▸ **Provided data**:

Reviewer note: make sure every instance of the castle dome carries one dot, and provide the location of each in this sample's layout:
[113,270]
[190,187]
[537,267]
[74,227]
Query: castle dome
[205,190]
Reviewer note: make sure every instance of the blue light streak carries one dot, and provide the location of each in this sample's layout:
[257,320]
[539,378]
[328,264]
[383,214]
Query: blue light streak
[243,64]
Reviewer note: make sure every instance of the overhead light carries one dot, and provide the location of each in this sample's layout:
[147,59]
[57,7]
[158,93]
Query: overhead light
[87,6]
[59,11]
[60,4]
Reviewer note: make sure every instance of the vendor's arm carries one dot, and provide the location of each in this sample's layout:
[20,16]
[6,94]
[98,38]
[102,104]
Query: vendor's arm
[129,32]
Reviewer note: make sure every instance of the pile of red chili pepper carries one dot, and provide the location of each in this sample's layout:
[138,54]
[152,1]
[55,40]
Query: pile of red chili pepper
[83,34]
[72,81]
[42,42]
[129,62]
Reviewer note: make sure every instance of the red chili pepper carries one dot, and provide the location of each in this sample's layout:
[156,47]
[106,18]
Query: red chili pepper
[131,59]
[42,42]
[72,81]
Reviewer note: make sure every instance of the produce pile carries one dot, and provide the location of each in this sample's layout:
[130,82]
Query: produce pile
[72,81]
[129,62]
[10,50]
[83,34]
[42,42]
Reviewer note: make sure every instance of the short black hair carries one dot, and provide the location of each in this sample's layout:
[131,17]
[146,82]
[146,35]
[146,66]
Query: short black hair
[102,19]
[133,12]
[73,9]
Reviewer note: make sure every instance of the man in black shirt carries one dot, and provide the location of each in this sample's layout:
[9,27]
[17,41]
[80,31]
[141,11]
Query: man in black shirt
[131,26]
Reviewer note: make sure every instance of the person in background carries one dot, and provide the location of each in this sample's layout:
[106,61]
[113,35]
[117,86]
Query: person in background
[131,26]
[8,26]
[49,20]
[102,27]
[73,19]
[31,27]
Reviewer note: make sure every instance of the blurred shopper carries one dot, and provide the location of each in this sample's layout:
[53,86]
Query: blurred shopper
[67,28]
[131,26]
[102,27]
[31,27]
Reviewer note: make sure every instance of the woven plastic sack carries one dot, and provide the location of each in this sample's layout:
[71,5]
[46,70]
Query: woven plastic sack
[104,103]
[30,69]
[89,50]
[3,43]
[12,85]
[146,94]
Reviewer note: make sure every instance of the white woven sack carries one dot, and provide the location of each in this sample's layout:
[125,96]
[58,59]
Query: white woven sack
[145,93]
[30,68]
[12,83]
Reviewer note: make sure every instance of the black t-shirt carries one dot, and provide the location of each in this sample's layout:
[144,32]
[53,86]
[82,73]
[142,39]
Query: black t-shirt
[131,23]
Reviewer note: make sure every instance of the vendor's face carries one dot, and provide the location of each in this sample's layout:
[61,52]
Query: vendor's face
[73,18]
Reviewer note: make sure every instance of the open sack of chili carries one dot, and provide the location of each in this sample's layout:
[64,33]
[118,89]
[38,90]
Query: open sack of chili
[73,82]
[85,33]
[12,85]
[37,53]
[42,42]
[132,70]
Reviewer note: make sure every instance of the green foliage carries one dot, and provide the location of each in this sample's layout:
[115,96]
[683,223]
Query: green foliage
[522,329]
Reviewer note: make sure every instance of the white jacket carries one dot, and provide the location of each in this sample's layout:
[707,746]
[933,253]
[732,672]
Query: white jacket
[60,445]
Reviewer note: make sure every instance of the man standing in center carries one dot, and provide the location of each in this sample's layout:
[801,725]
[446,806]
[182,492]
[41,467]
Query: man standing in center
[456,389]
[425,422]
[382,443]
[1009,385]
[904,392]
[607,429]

▸ **What to do**: Your task is to repeat each line of the material exactly.

▸ **Solution for this exercise**:
Reviewer note: make sure every instance of the castle dome carries one dot, and provide the location of each in this sample's layout:
[113,270]
[190,187]
[537,267]
[74,227]
Query: castle dome
[205,190]
Reviewer note: make sure every instance of the blue light streak carries one dot, and provide the location of each in this sample's layout:
[257,320]
[539,378]
[328,264]
[383,214]
Query: blue light streak
[243,64]
Reviewer note: make sure every instance of the overhead light carries one dot, and provide the location of each in this sample's layout:
[147,59]
[57,7]
[158,93]
Query: overhead light
[87,6]
[59,11]
[60,4]
Reviewer note: make sure every instance of the vendor's arm carries one dot, and provide the location of each in this sample's layout:
[20,16]
[6,94]
[98,38]
[102,104]
Query: vendor's arm
[129,32]
Reviewer note: make sure every instance of the pile of red chili pepper carries one dot, and provide the location of each in this sample's layout:
[138,54]
[152,1]
[55,40]
Query: pile of red chili pepper
[83,34]
[72,81]
[42,42]
[129,62]
Reviewer note: make sure every instance of the red chili pepper carries one dot, and provide the location of each in this sample's layout:
[156,47]
[106,18]
Query: red chili pepper
[131,59]
[42,42]
[72,81]
Reviewer note: make sure every instance of the produce pile carries one dot, and provide the location of each in this sample's layout:
[130,82]
Query: produce pile
[72,81]
[129,62]
[10,50]
[83,34]
[42,42]
Reviewer note: make sure every instance of the short black hair carries one dot, and provide the location of each in this sample's layout:
[131,17]
[146,82]
[146,35]
[146,66]
Query: short black hair
[102,19]
[133,12]
[73,9]
Reviewer note: make sure every instance of the man in black shirt carries one dot, and provide the location of each in this sample's layout:
[9,27]
[17,41]
[80,31]
[141,11]
Query: man in black shirt
[131,26]
Reviewer note: make sure every instance of the person in background carries one dot, and provide the location of each in this sample's layout:
[106,61]
[113,35]
[117,86]
Query: person in background
[131,26]
[8,26]
[49,20]
[102,27]
[73,19]
[31,27]
Reviewer note: make sure every instance of the blurred shopper carries one dot, and provide the location of each in this sample's layout:
[53,86]
Query: blurred shopper
[67,28]
[131,26]
[102,27]
[31,27]
Reviewer note: make sure every instance of the woven plastic sack carries one dot, and provide the location of each in this sample's layout:
[71,5]
[46,70]
Query: woven plastic sack
[104,103]
[30,69]
[89,50]
[3,43]
[12,85]
[146,94]
Reviewer note: make sure every instance of the white woven sack carries one dot, and provide the location of each in this sample's layout:
[125,96]
[58,59]
Query: white woven sack
[145,93]
[30,68]
[12,83]
Reviewer note: make sure every instance of the black t-shirt carries one dot, and provide the location of each in this sample's layout:
[144,32]
[53,86]
[82,73]
[142,39]
Query: black t-shirt
[131,23]
Reviewer note: make sure every instance of the vendor's face carries one dot, and provide the location of each in this sample's layout:
[61,52]
Query: vendor's face
[73,18]
Reviewer note: make sure every instance of the open sack of chili carries one dot, and provide the location of each in this sample's layout:
[64,33]
[118,89]
[38,90]
Query: open sack of chili
[73,82]
[85,33]
[12,85]
[37,53]
[42,42]
[132,70]
Reviewer note: make sure every instance of the green foliage carries one dot, and provide the location of each in this sample's layout:
[115,96]
[683,223]
Query: green foliage
[522,329]
Reviewer note: make sure every instance of the white jacket carries one dot, and provide the location of each in this sample's layout:
[707,746]
[933,253]
[732,672]
Query: white jacket
[60,445]
Reviewer note: make sure every instance of the man standing in center carries one dot, and provide the location of each in this sample's layout:
[801,725]
[446,806]
[182,492]
[41,467]
Query: man standing in center
[456,389]
[425,422]
[382,443]
[1009,385]
[904,392]
[607,429]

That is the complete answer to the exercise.